▸ TASK TO CARRY OUT: Starting at the line below that contains "In the photo above, where can the car", print each line through the end of the records exactly as it appears.

▸ DATA EXCERPTS:
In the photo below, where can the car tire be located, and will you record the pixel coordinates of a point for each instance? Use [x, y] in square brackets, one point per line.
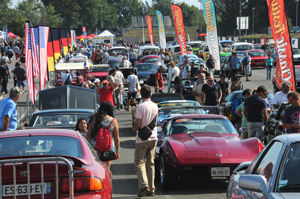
[168, 178]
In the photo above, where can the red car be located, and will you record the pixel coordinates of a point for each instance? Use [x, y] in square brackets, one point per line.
[205, 146]
[98, 71]
[91, 177]
[155, 59]
[258, 58]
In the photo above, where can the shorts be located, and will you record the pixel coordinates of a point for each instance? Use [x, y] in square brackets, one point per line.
[247, 70]
[132, 95]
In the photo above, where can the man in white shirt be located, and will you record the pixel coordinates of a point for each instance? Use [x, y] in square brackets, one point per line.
[281, 96]
[185, 70]
[132, 87]
[175, 71]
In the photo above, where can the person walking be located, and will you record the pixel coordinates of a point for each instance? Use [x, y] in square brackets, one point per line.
[212, 92]
[269, 64]
[210, 63]
[234, 65]
[8, 110]
[255, 111]
[104, 119]
[146, 113]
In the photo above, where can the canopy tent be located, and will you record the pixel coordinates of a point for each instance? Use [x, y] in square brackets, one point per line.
[10, 34]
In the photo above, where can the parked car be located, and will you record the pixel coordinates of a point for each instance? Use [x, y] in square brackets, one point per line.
[59, 118]
[77, 164]
[273, 174]
[98, 71]
[258, 58]
[206, 146]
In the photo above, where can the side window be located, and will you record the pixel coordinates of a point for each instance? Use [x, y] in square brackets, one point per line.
[266, 165]
[92, 149]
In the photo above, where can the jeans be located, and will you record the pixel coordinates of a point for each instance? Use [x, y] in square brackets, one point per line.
[255, 129]
[269, 68]
[144, 164]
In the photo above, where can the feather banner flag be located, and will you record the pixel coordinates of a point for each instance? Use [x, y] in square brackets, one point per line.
[179, 27]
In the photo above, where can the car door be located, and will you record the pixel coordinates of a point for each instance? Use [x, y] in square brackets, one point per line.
[265, 165]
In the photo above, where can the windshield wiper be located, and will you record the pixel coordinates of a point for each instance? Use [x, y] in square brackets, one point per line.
[290, 187]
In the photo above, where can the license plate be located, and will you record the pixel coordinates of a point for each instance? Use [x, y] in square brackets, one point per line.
[22, 189]
[220, 171]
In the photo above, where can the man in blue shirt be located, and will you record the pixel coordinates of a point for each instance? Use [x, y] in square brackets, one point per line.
[234, 65]
[8, 110]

▸ ANSWER TO THIS PROBLEM:
In the photo above, where can the car door be located, and will you record the pixel coordinates of a point for each instance? Use [x, y] in square brackets, one point per line.
[265, 165]
In the photo above, where can the windshield wiper be located, and will you record the pixel coordinates of a point for each instance? Use [x, y] in square brackets, one point per line.
[290, 187]
In the photo above, where can the license plate be located, and will you record the pixel coordinates of a point for each instance? Use [x, y] in square brackets, one point per line.
[22, 189]
[220, 171]
In the photo above, where can the man in blue shirt be located, and will you record the pixel coordinates of a point for each instance? Use [x, y] in square brackets, one point per line.
[234, 65]
[8, 110]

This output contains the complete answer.